• _Task directions_
Find every line in the items below that contains the word "dress" and copy each of those lines.

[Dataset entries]
***

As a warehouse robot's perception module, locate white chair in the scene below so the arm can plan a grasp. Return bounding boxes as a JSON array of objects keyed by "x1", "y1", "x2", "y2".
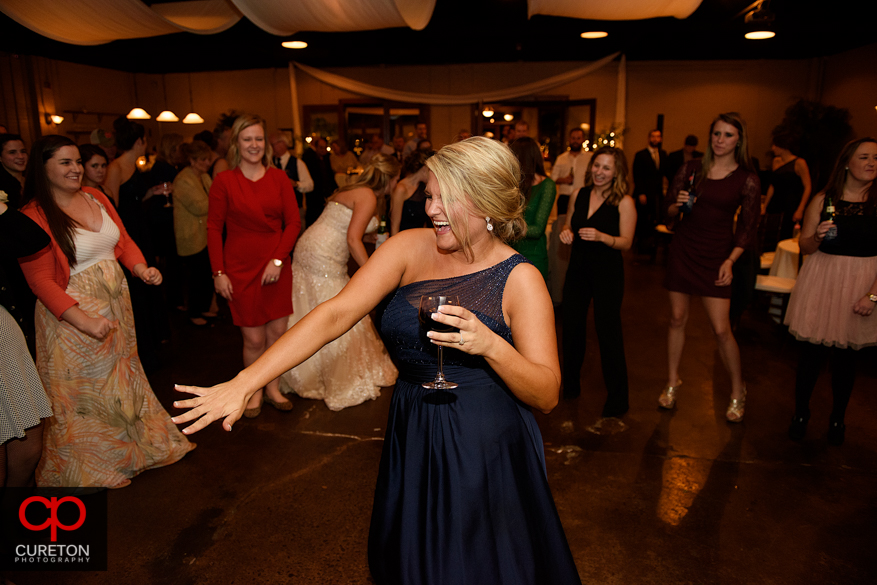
[{"x1": 755, "y1": 274, "x2": 795, "y2": 325}]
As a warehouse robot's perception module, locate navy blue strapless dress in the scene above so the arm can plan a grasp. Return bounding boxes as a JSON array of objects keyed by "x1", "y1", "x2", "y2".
[{"x1": 369, "y1": 255, "x2": 581, "y2": 585}]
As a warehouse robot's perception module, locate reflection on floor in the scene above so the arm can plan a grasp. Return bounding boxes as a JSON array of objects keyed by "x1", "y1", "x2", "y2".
[{"x1": 9, "y1": 252, "x2": 877, "y2": 585}]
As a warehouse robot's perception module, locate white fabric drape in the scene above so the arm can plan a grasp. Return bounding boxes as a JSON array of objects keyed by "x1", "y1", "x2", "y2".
[
  {"x1": 0, "y1": 0, "x2": 241, "y2": 45},
  {"x1": 231, "y1": 0, "x2": 436, "y2": 36},
  {"x1": 295, "y1": 53, "x2": 619, "y2": 106},
  {"x1": 615, "y1": 55, "x2": 627, "y2": 147},
  {"x1": 0, "y1": 0, "x2": 436, "y2": 45},
  {"x1": 527, "y1": 0, "x2": 702, "y2": 20}
]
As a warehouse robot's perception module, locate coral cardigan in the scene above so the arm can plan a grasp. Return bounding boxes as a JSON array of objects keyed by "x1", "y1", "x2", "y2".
[{"x1": 19, "y1": 187, "x2": 146, "y2": 321}]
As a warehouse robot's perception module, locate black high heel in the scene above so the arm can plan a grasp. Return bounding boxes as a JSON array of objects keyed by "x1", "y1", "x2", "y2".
[{"x1": 789, "y1": 415, "x2": 810, "y2": 441}]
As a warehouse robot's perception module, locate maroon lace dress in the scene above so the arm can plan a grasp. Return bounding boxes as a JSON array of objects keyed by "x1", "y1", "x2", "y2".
[{"x1": 664, "y1": 159, "x2": 761, "y2": 299}]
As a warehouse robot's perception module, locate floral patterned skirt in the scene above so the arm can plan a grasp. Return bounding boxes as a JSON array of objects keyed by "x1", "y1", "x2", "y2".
[{"x1": 36, "y1": 260, "x2": 195, "y2": 487}]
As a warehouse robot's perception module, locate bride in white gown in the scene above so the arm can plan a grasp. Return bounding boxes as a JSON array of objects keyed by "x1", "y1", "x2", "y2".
[{"x1": 280, "y1": 154, "x2": 399, "y2": 410}]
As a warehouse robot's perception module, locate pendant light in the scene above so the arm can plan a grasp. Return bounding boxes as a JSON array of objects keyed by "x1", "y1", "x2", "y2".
[
  {"x1": 125, "y1": 73, "x2": 152, "y2": 120},
  {"x1": 183, "y1": 73, "x2": 204, "y2": 124},
  {"x1": 155, "y1": 74, "x2": 180, "y2": 122}
]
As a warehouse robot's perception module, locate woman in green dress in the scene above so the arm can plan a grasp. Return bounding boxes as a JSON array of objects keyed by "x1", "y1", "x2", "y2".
[{"x1": 511, "y1": 136, "x2": 557, "y2": 282}]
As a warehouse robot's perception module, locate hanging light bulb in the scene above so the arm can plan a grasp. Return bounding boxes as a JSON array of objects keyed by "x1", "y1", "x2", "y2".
[
  {"x1": 125, "y1": 108, "x2": 152, "y2": 120},
  {"x1": 183, "y1": 73, "x2": 204, "y2": 124},
  {"x1": 183, "y1": 112, "x2": 204, "y2": 124}
]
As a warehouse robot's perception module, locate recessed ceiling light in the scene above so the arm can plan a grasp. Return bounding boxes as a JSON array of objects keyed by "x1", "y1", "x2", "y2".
[{"x1": 743, "y1": 30, "x2": 776, "y2": 41}]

***

• _Solved problem_
As a warehouse robot's perception module, locate navy blue strapless dress in the scene above so the arm can plan a grasp. Return bounding boxes as a JSON array of objects keyed by "x1", "y1", "x2", "y2".
As a warehouse robot's perception module, locate maroon lace dress in the scene above so the arm can plan a grasp. Return bounding boxes as a JSON array of objects keyed by "x1", "y1", "x2", "y2".
As a warehouse robot's perception module, locate woman in green dress in the scene above so the arm can plan a grasp. Return bounding boxes as a JSON array of objects keyed by "x1", "y1", "x2", "y2".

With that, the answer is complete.